Copy out the entries below precisely; nothing is to be omitted.
*** DATA RECORDS ***
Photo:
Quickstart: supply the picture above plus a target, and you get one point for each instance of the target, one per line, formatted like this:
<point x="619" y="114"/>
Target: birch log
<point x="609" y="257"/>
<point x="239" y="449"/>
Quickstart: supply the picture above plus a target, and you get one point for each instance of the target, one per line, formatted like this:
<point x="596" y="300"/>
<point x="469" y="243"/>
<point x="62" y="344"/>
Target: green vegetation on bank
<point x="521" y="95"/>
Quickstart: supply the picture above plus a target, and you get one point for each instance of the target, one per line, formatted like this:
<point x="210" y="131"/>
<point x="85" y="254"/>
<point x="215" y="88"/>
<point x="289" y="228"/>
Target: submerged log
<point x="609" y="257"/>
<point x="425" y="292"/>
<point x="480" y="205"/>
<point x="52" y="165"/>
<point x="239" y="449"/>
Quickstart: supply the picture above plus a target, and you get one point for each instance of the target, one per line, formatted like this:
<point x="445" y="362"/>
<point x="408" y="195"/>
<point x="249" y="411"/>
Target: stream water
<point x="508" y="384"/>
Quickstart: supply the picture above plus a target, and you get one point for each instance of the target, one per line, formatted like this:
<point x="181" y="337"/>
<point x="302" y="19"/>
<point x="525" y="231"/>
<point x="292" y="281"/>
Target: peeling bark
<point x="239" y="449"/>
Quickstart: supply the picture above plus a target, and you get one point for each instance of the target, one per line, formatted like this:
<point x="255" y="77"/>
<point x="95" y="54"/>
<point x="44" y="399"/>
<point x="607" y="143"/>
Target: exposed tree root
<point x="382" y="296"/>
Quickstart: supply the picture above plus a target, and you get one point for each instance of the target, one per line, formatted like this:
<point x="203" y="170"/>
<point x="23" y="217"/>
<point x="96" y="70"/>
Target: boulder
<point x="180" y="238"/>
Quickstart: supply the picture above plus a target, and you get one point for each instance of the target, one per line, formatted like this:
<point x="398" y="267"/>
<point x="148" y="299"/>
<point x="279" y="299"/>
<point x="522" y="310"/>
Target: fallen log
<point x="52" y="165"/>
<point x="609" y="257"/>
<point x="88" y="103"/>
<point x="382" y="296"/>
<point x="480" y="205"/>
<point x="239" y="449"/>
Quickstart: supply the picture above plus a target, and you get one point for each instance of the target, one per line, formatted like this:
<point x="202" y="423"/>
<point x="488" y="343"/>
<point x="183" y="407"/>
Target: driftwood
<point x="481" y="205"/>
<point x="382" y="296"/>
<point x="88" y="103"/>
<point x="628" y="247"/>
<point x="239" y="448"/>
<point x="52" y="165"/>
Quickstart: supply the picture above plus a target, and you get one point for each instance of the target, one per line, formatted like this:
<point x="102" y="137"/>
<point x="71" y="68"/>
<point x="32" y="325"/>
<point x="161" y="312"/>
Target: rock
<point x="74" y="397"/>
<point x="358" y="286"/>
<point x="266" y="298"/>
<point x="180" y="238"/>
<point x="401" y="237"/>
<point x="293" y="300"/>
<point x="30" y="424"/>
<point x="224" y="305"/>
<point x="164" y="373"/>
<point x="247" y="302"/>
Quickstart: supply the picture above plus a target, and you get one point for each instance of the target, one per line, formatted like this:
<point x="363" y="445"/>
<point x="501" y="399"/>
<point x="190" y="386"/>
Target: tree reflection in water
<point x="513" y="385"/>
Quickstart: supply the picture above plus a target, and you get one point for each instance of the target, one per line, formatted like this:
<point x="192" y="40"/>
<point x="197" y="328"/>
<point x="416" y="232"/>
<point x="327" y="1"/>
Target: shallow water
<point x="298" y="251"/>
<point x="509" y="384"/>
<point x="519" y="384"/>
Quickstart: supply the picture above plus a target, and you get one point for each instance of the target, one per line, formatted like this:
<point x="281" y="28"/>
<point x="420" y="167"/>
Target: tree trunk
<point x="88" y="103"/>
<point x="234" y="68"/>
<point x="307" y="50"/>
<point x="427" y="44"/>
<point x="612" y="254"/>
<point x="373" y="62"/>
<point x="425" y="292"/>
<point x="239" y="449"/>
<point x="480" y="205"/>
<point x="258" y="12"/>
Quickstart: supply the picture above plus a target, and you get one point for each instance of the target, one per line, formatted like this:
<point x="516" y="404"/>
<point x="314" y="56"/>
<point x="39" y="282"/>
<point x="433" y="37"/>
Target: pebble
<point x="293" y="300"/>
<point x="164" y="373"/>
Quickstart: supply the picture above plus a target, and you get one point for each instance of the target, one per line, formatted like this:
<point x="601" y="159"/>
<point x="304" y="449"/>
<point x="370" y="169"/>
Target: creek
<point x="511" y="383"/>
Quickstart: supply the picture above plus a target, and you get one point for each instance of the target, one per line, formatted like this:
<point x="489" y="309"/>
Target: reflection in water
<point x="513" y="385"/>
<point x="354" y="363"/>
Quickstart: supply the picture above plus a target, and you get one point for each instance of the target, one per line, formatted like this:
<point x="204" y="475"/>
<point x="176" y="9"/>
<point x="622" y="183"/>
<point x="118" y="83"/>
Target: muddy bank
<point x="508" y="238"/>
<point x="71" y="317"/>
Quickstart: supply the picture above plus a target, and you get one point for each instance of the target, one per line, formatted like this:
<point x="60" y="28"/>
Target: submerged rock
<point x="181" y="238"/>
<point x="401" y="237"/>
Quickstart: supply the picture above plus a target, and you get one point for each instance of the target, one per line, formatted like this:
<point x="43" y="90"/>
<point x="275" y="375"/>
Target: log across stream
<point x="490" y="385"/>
***
> EXERCISE OUTPUT
Photo:
Quickstart: supply the picture above plus a target, and you get one point for each instance of the target, one per line, formatted like this:
<point x="619" y="114"/>
Target: birch log
<point x="609" y="257"/>
<point x="239" y="449"/>
Quickstart: supply the picture above plus a target, and you get one point for each instance of the target, one per line, formatted like this:
<point x="596" y="300"/>
<point x="469" y="243"/>
<point x="62" y="344"/>
Target: green vegetation on bank
<point x="521" y="95"/>
Quickstart: supply the picture above plus a target, and you get one point for each instance of the target, one per line, formatted like this:
<point x="210" y="131"/>
<point x="85" y="254"/>
<point x="215" y="88"/>
<point x="289" y="228"/>
Target: submerged log
<point x="609" y="257"/>
<point x="425" y="292"/>
<point x="480" y="205"/>
<point x="52" y="165"/>
<point x="239" y="449"/>
Quickstart: supply the picture above plus a target, and you get one point for each instance of the target, one per line, formatted like this:
<point x="445" y="362"/>
<point x="408" y="195"/>
<point x="249" y="411"/>
Target: stream water
<point x="508" y="384"/>
Quickstart: supply the picture above plus a target, and you get one point for each instance of the target, one per line, formatted like this:
<point x="181" y="337"/>
<point x="302" y="19"/>
<point x="525" y="231"/>
<point x="292" y="281"/>
Target: peeling bark
<point x="239" y="449"/>
Quickstart: supply the picture above plus a target, and you get one point for each instance of the target, one per line, formatted like this:
<point x="255" y="77"/>
<point x="95" y="54"/>
<point x="44" y="399"/>
<point x="607" y="143"/>
Target: exposed tree root
<point x="382" y="296"/>
Quickstart: supply the picture above plus a target, and you get one point for each instance of the target, one per line, formatted like this:
<point x="203" y="170"/>
<point x="23" y="217"/>
<point x="96" y="70"/>
Target: boulder
<point x="180" y="238"/>
Quickstart: supply the picture above plus a target, and you get one point for each instance of the target, one per line, formatted like this:
<point x="398" y="267"/>
<point x="148" y="299"/>
<point x="279" y="299"/>
<point x="522" y="310"/>
Target: fallen log
<point x="52" y="165"/>
<point x="609" y="257"/>
<point x="88" y="103"/>
<point x="382" y="296"/>
<point x="480" y="205"/>
<point x="239" y="449"/>
Quickstart: supply the picture above plus a target, and you get one point for each instance of the target, one per line, formatted like this:
<point x="202" y="423"/>
<point x="488" y="343"/>
<point x="183" y="407"/>
Target: driftwood
<point x="481" y="205"/>
<point x="382" y="296"/>
<point x="88" y="103"/>
<point x="628" y="247"/>
<point x="239" y="448"/>
<point x="52" y="165"/>
Quickstart: supply the picture above plus a target, and you get one point for each instance of the target, one per line, formatted like this:
<point x="102" y="137"/>
<point x="71" y="68"/>
<point x="32" y="325"/>
<point x="161" y="312"/>
Target: rock
<point x="74" y="397"/>
<point x="358" y="286"/>
<point x="266" y="298"/>
<point x="180" y="238"/>
<point x="401" y="237"/>
<point x="293" y="300"/>
<point x="30" y="424"/>
<point x="224" y="305"/>
<point x="164" y="373"/>
<point x="247" y="302"/>
Quickstart: supply the picture above plus a target, and you get one point for each instance of the target, one per line, formatted like this:
<point x="363" y="445"/>
<point x="501" y="399"/>
<point x="190" y="386"/>
Target: tree reflection in water
<point x="513" y="385"/>
Quickstart: supply the picture above plus a target, and you get one point for each instance of the target, one per line, formatted like this:
<point x="192" y="40"/>
<point x="197" y="328"/>
<point x="416" y="232"/>
<point x="327" y="1"/>
Target: shallow water
<point x="298" y="251"/>
<point x="509" y="384"/>
<point x="519" y="384"/>
Quickstart: supply the picture above plus a target, and you get one point for each instance of the target, one per line, formatted like this:
<point x="281" y="28"/>
<point x="420" y="167"/>
Target: tree trunk
<point x="88" y="103"/>
<point x="234" y="68"/>
<point x="307" y="50"/>
<point x="427" y="44"/>
<point x="612" y="254"/>
<point x="373" y="62"/>
<point x="425" y="292"/>
<point x="239" y="449"/>
<point x="480" y="205"/>
<point x="258" y="12"/>
Quickstart: supply the picture above plus a target, and you get one point for each instance of the target, one per line, formatted like this:
<point x="516" y="404"/>
<point x="314" y="56"/>
<point x="39" y="282"/>
<point x="433" y="37"/>
Target: pebble
<point x="293" y="300"/>
<point x="164" y="373"/>
Quickstart: supply the picture above plus a target, and you get one point for each instance of the target, one per line, formatted like this:
<point x="601" y="159"/>
<point x="304" y="449"/>
<point x="370" y="169"/>
Target: creek
<point x="511" y="383"/>
Quickstart: supply the picture above plus a target, and you get one point for each instance of the target, one per line, formatted like this:
<point x="489" y="309"/>
Target: reflection in water
<point x="513" y="385"/>
<point x="354" y="363"/>
Quickstart: supply the picture above plus a target, and you get one point for each instance of the target, one per line, formatted like this:
<point x="204" y="475"/>
<point x="176" y="9"/>
<point x="622" y="183"/>
<point x="118" y="83"/>
Target: muddy bank
<point x="508" y="238"/>
<point x="71" y="317"/>
Quickstart: supply the picture above plus a target, and you get one point for each instance of the target, one per line, formatted like this:
<point x="60" y="28"/>
Target: submerged rock
<point x="181" y="238"/>
<point x="401" y="237"/>
Quickstart: supply the picture above plus a target, and you get one point for each instance of the target, one per line, formatted like this:
<point x="43" y="90"/>
<point x="275" y="375"/>
Target: log across stream
<point x="490" y="385"/>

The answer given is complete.